** Begin EXTRACT PROVIDED **

# Help!! ASAP!



## Awilkerson (Aug 27, 2008)

I have a an s4 that is having some AC problems







the previous owner did not have the AC connected for a few years I'm guessing so we decide to reconnect all the line and try and use the recharge kits from auto zone so basically we did the recharge and the ac blew cold for about 15 mins and then shut off... i would hate to believe that the compressor is broken because the car only has 70k on it. the compressor still spins by hand but it a little rough. I want to believe it is the ac control unit because that thing can be kind of flakey... idk if anyone could just send a hint or just try and tell me the deal that would be awesome...


----------



## Awilkerson (Aug 27, 2008)

Please someone help me!


----------



## temagnus2004 (Mar 19, 2008)

** End EXTRACT PROVIDED **

### TASKS TO COMPLETE
(a) Please transcribe, word for word, everything in the AC forum thread from "the previous owner" down to "someone help me!".
(b) Pull out each line of the records that contains the word "window".

** Begin RECORDS SHOWN **

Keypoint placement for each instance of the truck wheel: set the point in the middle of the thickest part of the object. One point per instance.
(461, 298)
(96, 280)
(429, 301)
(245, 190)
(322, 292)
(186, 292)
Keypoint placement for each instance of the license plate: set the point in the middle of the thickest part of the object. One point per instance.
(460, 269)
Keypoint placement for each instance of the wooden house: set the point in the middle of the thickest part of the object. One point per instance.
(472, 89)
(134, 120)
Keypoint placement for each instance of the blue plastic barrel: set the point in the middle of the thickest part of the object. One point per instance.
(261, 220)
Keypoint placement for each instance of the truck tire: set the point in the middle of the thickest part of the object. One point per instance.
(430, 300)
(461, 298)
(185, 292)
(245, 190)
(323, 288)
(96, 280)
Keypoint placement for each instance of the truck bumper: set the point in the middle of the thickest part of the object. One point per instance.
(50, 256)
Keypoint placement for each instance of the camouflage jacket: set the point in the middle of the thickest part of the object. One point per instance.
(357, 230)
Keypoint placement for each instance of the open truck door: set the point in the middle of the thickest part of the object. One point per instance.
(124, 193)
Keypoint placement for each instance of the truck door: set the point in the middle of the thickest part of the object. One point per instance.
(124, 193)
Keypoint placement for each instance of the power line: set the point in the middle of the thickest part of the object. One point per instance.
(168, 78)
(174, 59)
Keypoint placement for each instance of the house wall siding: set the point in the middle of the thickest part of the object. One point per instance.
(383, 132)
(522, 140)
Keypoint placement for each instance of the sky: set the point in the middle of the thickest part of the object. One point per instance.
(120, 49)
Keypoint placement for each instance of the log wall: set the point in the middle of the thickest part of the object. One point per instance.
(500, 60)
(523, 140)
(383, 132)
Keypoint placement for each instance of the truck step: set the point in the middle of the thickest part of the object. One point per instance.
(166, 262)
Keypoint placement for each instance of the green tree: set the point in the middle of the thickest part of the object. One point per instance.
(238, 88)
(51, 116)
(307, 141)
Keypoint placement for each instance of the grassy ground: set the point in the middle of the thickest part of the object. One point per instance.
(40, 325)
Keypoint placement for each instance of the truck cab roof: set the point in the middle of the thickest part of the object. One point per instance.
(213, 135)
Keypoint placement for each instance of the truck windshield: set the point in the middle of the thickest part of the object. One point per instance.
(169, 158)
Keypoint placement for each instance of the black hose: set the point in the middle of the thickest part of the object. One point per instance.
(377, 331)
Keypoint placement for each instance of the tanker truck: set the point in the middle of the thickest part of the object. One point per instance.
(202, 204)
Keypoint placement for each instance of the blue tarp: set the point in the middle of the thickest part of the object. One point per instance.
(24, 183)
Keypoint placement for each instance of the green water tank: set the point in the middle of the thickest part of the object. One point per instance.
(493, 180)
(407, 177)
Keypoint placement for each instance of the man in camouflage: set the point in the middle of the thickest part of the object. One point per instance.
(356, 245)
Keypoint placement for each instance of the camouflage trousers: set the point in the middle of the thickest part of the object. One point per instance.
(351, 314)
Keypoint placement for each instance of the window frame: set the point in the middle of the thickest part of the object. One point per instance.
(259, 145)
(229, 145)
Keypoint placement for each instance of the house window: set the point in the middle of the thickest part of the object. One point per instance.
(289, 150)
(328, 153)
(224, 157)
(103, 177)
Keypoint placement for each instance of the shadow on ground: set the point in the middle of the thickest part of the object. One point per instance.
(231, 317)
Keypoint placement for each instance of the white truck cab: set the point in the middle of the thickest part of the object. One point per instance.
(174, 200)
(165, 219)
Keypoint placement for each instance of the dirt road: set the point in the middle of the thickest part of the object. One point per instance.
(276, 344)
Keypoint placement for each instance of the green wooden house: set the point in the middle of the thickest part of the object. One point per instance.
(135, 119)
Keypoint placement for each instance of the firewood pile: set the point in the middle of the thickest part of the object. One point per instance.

** End RECORDS SHOWN **

### ANSWERS FOR THIS EXERCISE
(a)
the previous owner did not have the AC connected for a few years I'm guessing so we decide to reconnect all the line and try and use the recharge kits from auto zone so basically we did the recharge and the ac blew cold for about 15 mins and then shut off... i would hate to believe that the compressor is broken because the car only has 70k on it. the compressor still spins by hand but it a little rough. I want to believe it is the ac control unit because that thing can be kind of flakey... idk if anyone could just send a hint or just try and tell me the deal that would be awesome...


----------



## Awilkerson (Aug 27, 2008)

Please someone help me!

(b)
Keypoint placement for each instance of the window frame: set the point in the middle of the thickest part of the object. One point per instance.
Keypoint placement for each instance of the house window: set the point in the middle of the thickest part of the object. One point per instance.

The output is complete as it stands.